Your objective: The required output is all lines below that contain the word "white".

[Dataset excerpts]
-=-=-
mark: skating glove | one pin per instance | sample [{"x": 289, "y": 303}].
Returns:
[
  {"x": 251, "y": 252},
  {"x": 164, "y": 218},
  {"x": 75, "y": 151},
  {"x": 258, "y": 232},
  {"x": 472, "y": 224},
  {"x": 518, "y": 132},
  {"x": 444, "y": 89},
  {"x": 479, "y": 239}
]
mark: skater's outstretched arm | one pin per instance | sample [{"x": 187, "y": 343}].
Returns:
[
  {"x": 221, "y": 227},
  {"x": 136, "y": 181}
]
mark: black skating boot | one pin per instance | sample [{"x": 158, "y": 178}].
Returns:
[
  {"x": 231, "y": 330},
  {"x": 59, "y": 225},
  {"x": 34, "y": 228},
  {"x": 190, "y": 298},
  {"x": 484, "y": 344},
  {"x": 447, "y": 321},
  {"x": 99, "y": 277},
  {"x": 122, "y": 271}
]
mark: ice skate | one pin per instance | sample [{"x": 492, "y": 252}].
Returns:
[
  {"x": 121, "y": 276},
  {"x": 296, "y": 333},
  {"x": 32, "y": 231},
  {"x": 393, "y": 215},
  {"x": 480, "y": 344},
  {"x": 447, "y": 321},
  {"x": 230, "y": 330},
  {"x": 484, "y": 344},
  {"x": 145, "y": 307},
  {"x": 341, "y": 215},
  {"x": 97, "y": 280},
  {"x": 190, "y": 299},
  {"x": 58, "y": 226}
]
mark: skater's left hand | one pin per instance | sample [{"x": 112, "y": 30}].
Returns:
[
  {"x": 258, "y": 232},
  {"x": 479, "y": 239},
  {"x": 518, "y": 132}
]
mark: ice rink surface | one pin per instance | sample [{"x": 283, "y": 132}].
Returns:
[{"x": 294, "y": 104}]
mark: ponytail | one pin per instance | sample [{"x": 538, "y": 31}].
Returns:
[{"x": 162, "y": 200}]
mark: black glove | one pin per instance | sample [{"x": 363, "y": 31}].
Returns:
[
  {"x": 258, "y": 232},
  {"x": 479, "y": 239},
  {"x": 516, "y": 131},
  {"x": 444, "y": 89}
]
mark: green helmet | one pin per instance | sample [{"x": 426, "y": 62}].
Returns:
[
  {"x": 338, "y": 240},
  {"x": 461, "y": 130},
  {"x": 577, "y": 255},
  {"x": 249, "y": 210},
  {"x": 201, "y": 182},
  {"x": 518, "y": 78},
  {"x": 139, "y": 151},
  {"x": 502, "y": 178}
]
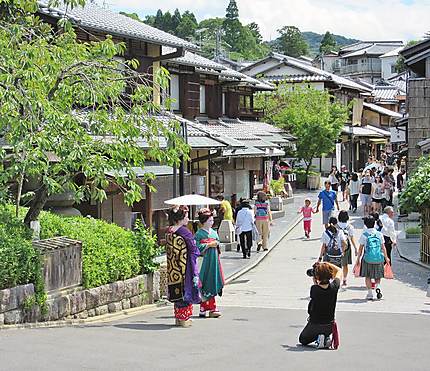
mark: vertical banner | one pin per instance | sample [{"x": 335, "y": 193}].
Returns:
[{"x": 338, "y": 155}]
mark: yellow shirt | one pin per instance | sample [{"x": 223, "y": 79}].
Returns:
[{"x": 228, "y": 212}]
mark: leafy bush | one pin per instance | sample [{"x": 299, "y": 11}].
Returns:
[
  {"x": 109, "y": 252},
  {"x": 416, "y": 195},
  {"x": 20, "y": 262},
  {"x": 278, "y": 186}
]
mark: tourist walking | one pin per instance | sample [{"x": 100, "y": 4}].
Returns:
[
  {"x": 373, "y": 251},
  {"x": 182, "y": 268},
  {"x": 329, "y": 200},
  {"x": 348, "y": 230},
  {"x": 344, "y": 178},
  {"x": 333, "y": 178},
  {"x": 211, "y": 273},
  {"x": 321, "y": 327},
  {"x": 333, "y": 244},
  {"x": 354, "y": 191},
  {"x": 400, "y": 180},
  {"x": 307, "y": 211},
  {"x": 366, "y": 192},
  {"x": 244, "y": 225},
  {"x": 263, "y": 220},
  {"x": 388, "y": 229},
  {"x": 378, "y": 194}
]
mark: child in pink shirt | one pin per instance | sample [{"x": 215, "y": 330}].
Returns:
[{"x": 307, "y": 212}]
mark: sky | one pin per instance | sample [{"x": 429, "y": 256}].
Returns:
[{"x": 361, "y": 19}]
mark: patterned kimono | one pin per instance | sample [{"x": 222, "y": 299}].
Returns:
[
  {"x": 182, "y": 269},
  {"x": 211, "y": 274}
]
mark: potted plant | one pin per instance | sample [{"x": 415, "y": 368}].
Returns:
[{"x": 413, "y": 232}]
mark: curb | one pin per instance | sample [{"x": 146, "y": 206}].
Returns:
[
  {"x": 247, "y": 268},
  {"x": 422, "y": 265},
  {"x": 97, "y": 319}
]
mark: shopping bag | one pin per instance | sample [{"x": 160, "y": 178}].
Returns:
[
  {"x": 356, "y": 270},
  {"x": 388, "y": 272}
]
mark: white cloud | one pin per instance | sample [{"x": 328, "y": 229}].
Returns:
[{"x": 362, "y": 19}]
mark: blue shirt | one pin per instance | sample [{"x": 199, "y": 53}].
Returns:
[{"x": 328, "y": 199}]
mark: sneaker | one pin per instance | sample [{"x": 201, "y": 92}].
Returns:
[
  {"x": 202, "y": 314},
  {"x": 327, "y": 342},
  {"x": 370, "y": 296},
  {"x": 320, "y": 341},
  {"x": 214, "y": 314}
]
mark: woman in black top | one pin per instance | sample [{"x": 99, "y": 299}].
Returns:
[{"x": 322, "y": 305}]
-=-=-
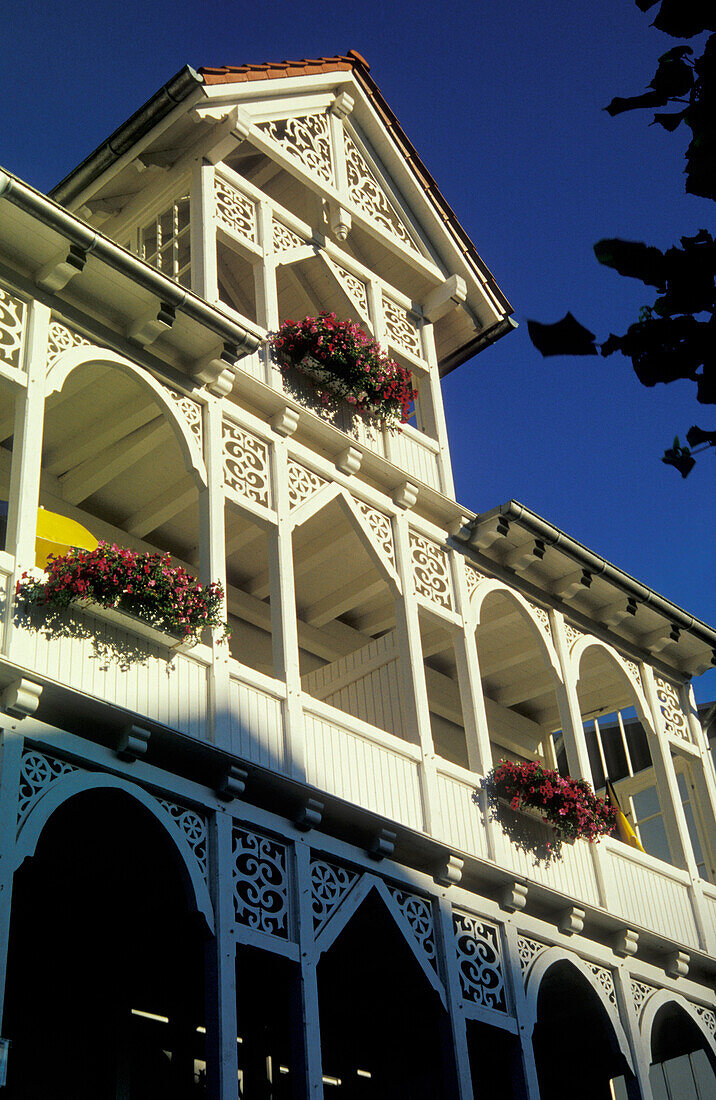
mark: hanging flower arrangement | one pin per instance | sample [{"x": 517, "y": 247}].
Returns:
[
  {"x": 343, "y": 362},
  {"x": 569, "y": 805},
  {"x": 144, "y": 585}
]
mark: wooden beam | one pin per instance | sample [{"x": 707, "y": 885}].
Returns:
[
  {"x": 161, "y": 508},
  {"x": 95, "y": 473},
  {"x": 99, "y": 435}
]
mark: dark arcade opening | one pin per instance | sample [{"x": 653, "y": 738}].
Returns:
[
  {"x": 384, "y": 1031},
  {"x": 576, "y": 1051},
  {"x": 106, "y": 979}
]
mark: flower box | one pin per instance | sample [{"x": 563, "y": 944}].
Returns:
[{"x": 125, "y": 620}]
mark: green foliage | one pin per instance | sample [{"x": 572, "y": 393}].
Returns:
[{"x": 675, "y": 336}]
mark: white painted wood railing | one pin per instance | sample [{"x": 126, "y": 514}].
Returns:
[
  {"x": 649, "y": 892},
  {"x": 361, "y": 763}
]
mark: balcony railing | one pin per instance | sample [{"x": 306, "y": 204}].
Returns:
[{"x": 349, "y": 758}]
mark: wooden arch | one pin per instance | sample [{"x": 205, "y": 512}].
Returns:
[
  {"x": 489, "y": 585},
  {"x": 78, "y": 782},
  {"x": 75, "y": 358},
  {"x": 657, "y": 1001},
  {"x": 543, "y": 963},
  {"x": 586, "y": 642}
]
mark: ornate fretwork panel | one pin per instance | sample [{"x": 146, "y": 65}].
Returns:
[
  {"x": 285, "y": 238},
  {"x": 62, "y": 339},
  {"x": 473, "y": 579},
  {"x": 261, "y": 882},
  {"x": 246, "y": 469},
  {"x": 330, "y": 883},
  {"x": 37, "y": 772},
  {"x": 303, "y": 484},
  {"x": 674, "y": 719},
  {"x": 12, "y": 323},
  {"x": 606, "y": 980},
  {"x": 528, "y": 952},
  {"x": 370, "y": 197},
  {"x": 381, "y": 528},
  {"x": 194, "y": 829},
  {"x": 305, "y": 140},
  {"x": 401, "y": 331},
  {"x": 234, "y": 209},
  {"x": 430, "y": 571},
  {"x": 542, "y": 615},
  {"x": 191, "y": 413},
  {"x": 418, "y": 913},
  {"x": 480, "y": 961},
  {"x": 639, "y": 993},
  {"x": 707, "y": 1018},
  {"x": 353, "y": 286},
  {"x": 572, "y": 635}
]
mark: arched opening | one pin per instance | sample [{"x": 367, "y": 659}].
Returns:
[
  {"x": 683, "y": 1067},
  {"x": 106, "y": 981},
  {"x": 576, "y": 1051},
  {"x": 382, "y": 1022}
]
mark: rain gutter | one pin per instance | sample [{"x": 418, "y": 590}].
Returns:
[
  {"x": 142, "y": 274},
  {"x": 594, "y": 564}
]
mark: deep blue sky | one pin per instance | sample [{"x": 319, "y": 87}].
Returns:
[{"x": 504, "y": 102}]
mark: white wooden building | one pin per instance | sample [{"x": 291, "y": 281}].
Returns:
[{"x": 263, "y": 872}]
-=-=-
Final answer:
mark: white cloud | one pin per instance | sample [{"x": 328, "y": 229}].
mark: white painted wood railing | one pin per instance | sample [{"x": 126, "y": 514}].
mark: white wooden building | one pin per instance | sample [{"x": 291, "y": 281}].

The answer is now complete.